* _Written exercise 1_:
Answer these questions using the passage on video game violence research, one answer per line, marked (a), (b), (c):
(a) Which two aggression measures does the passage say are hard to compare?
(b) What age range did the study on bringing weapons to school cover?
(c) In the study of student mass-killer assailants, what share had an interest in violent video games?
* _Written exercise 2_: Reproduce the passage on video game violence research word for word, starting with "Most studies aiming" and going on through "one by Anderson).".
* _Written exercise 3_: Write the next part of the passage on video game violence research, picking up after its final sentence.

— start of Quoted text —

Most studies aiming to assess video game impact are small, so researchers have turned to meta-analyses to combine studies with hopes of more conclusive results. But a meta-analysis relies on studies being comparable; how does one match up an aggression surrogate like the quantity of hot sauce a participant puts in a cup, and another metric of aggression like how loud a participant makes a punishing sound? Incomparable results and disagreement about the interpretation of these results plague contrasting meta-analyses from giants in the field of video game violence and its impact (such as two meta-analyses on violent video games and linked aggression, one by CJ Ferguson at Stetson University, and one by Anderson).

Observational studies have the advantage that they can find people who have exhibited actual violent behaviors. In one study, kids ages 9-18 who played violent video games in the last year were more likely to report bringing a weapon to school in the last month than kids who had no exposure; yet, these same kids were more likely to be bullied and feel threatened, possibly bringing in weapons for protection rather than from an intent to harm. A study looking at student mass-killer assailants found only one in eight students had an interest in violent video games, which is less than the interest exhibited by people who have not committed the same acts.

— end of Quoted text —
— start of Entries —

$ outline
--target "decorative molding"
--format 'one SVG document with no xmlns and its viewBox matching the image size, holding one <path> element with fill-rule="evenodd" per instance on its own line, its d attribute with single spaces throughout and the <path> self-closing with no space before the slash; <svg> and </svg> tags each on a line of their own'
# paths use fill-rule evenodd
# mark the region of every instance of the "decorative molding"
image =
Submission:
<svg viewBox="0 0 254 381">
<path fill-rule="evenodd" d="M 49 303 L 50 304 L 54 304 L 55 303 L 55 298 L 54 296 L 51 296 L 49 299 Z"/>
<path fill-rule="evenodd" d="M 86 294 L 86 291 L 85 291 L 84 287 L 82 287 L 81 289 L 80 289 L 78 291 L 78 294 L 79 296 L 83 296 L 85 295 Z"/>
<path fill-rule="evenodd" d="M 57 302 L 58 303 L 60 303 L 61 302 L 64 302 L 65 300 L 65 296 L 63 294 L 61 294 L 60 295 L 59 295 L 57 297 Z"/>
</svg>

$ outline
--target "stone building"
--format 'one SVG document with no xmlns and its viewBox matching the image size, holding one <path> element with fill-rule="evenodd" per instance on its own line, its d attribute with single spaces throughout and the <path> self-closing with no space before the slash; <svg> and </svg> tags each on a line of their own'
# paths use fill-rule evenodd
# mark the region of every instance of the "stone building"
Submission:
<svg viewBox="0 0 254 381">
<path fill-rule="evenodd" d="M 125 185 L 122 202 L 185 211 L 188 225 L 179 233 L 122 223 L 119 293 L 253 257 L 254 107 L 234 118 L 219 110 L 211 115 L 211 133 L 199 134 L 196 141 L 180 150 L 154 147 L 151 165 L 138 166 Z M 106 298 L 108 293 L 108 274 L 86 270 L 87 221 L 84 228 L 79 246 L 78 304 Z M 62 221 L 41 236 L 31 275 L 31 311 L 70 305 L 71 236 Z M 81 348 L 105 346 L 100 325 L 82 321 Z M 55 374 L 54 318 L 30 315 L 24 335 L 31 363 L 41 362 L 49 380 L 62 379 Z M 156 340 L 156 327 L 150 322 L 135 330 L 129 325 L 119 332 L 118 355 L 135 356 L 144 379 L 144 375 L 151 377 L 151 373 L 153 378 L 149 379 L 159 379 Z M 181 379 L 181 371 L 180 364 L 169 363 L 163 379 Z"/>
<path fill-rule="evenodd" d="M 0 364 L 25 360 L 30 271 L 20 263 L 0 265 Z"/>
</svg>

— end of Entries —

* _Right answer 1_:
(a) The quantity of hot sauce a participant puts in a cup, and how loud a participant makes a punishing sound.
(b) Ages 9-18.
(c) One in eight.

* _Right answer 2_:
Most studies aiming to assess video game impact are small, so researchers have turned to meta-analyses to combine studies with hopes of more conclusive results. But a meta-analysis relies on studies being comparable; how does one match up an aggression surrogate like the quantity of hot sauce a participant puts in a cup, and another metric of aggression like how loud a participant makes a punishing sound? Incomparable results and disagreement about the interpretation of these results plague contrasting meta-analyses from giants in the field of video game violence and its impact (such as two meta-analyses on violent video games and linked aggression, one by CJ Ferguson at Stetson University, and one by Anderson).

* _Right answer 3_:
Different problems plague observational studies: kids who are attracted to violent video games may already be inclined toward violence. Which came first?

The question of violence in media is not new, even if the medium of video games is comparatively new. We used to worry about violence on television and in movies. Consider the massive scale with which we consume these media, and it’s hard to justify the conclusion that the game industry is to blame for mass shootings. If violent video games led directly to such violent actions—and more directly than, say, access to guns—we would see even more such shootings. While video game consumption has gone up, mass shootings (as a proportion of the population) has stayed constant. Unfortunately, the number of deaths for each mass shooting has gone up.

Updated, March 12, 2018

“Not only is it practically impossible to match up how hot the sauce is and some corresponding metric of violence, but we don’t even know how the differences in the heat of hot sauces are meaningful.”